Goal - Copy the material below word for word, starting at the line that contains "Identify each instance of the swagger" and ending with the final line of the material.

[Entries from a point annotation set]

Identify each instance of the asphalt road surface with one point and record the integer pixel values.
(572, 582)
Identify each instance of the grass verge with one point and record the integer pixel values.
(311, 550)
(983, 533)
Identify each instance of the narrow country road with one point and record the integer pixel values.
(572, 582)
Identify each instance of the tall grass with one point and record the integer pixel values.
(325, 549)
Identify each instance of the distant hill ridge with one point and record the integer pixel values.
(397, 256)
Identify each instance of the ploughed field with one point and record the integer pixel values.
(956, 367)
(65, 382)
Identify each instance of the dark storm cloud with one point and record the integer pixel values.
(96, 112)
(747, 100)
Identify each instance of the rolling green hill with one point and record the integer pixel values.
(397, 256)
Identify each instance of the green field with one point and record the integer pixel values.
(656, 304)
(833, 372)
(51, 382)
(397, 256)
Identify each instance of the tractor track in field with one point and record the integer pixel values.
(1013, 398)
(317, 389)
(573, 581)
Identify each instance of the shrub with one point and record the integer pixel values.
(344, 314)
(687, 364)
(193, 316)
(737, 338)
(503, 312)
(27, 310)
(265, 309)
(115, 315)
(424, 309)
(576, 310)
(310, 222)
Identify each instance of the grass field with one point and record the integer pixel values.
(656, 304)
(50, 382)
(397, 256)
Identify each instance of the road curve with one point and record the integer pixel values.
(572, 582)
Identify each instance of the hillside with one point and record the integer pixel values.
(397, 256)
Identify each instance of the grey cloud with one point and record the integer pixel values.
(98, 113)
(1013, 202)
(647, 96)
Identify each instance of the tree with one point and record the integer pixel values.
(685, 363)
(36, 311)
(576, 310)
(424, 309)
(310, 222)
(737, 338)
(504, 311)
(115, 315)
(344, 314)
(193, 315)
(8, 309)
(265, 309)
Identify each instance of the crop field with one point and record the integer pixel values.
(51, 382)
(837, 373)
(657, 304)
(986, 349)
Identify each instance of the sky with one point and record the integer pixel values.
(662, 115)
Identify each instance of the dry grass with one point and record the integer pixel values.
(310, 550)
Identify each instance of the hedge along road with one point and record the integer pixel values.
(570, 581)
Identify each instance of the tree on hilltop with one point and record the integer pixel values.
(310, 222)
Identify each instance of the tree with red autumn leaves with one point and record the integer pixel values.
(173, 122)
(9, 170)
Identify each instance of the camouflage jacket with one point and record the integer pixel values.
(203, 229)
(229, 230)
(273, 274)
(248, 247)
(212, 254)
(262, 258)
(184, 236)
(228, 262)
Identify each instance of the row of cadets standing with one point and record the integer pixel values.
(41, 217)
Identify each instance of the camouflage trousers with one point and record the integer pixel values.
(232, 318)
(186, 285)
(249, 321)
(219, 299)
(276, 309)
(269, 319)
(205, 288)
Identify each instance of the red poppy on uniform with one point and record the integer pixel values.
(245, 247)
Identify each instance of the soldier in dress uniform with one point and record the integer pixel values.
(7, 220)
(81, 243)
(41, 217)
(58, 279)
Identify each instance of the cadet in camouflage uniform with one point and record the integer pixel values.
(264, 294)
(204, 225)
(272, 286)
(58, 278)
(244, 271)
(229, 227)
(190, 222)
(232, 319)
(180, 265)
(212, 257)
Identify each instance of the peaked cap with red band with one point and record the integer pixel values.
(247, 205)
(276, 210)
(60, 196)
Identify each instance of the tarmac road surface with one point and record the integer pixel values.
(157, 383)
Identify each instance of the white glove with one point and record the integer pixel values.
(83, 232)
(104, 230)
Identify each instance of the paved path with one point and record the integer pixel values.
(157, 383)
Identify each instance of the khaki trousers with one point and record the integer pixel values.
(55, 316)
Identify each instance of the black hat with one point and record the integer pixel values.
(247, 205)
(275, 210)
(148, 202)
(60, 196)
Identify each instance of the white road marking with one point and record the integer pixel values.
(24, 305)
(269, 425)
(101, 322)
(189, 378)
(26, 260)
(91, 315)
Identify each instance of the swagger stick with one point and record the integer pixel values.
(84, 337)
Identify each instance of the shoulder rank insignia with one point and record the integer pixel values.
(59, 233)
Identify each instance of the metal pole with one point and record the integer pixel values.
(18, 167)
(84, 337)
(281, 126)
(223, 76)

Full answer -
Identify each instance of the swagger stick with one point and record the integer pixel values.
(84, 337)
Identify each instance of the shoulder rank insignia with one point and record the integer pixel values.
(59, 233)
Identify each instance of the metal pole with one point and record the integer pixel values.
(18, 167)
(84, 337)
(281, 126)
(223, 76)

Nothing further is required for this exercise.